§ **WORK INSTRUCTIONS**
Print, word for word, the part of the Oak Island passage below between "As for other" and "18 and over.", inclusive.

§ **READING PASSAGE**
Primarily a family beach type locale, the island also provides many other types of recreational activity. The Oak Island Golf Club course and its related practice facilities are open to the public and an outdoor swimming pool is available for its members' use during the summer. Two public fishing piers jut out into the Atlantic Ocean while motor/sail boats moored to piers dot the ICW as well as the Davis Canal and Montgomery Slough. South Harbour Village has a nine-hole public golf course and a marina on the ICW with 1,000 linear feet of alongside dockage. All these waterways also attract a large number of kayakers.

The Oak Island Recreation Center located mid-island provides both indoor and outdoor exercise facilities and rents out sports equipment and amenities like balloon tire, beach wheelchairs. Popular sporting events include the "Run Oak Island" Marathon held in February which also features a half-marathon along with a 5K and one mile run. And then in April, the Southport/Oak Island Chamber of Commerce sponsors the Oak Island Lighthouse Run which includes a half marathon, 10K, 5K and a one-mile fun run.

As for other activities, the town puts on an ocean front fireworks display as part of its Fourth of July festivities, and a parade down Oak Island Drive just before Christmas, while the Oak Island Library hosts a wide variety of events to include "Socrates Cafe" and "Meet the Author" programs.

==Demographics==

Historical population
| Census | Pop. | Note | %± |
| 2000 | 6,571 |  | — |
| 2010 | 6,783 |  | 3.2% |
| 2020 | 8,396 |  | 23.8% |
| 2025 (est.) | 9,337 | Increase | 11.2% |
U.S. Decennial Census

===2020 census===
As of the 2020 census, Oak Island had a population of 8,396. The median age was 60.4 years. About 8.8% of residents were under age 18, and 38.0% were age 65 or older. For every 100 females there were 89.4 males, and for every 100 females age 18 and over there were 88.4 males age 18 and over.

§ **AVAILABLE DATA**
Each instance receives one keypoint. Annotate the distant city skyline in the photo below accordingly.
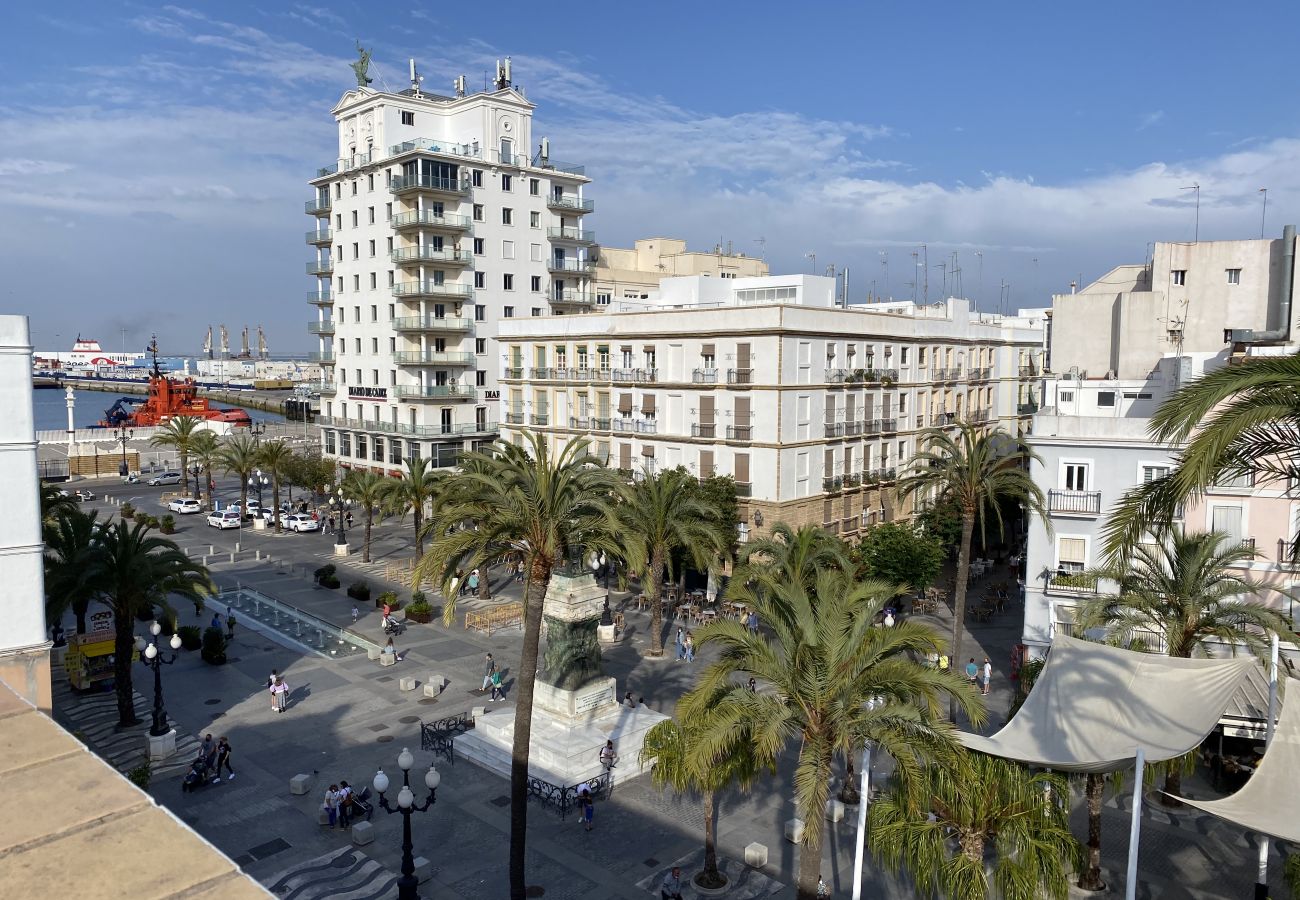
(156, 159)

§ **WRITTEN RESPONSE**
As for other activities, the town puts on an ocean front fireworks display as part of its Fourth of July festivities, and a parade down Oak Island Drive just before Christmas, while the Oak Island Library hosts a wide variety of events to include "Socrates Cafe" and "Meet the Author" programs.

==Demographics==

Historical population
| Census | Pop. | Note | %± |
| 2000 | 6,571 |  | — |
| 2010 | 6,783 |  | 3.2% |
| 2020 | 8,396 |  | 23.8% |
| 2025 (est.) | 9,337 | Increase | 11.2% |
U.S. Decennial Census

===2020 census===
As of the 2020 census, Oak Island had a population of 8,396. The median age was 60.4 years. About 8.8% of residents were under age 18, and 38.0% were age 65 or older. For every 100 females there were 89.4 males, and for every 100 females age 18 and over there were 88.4 males age 18 and over.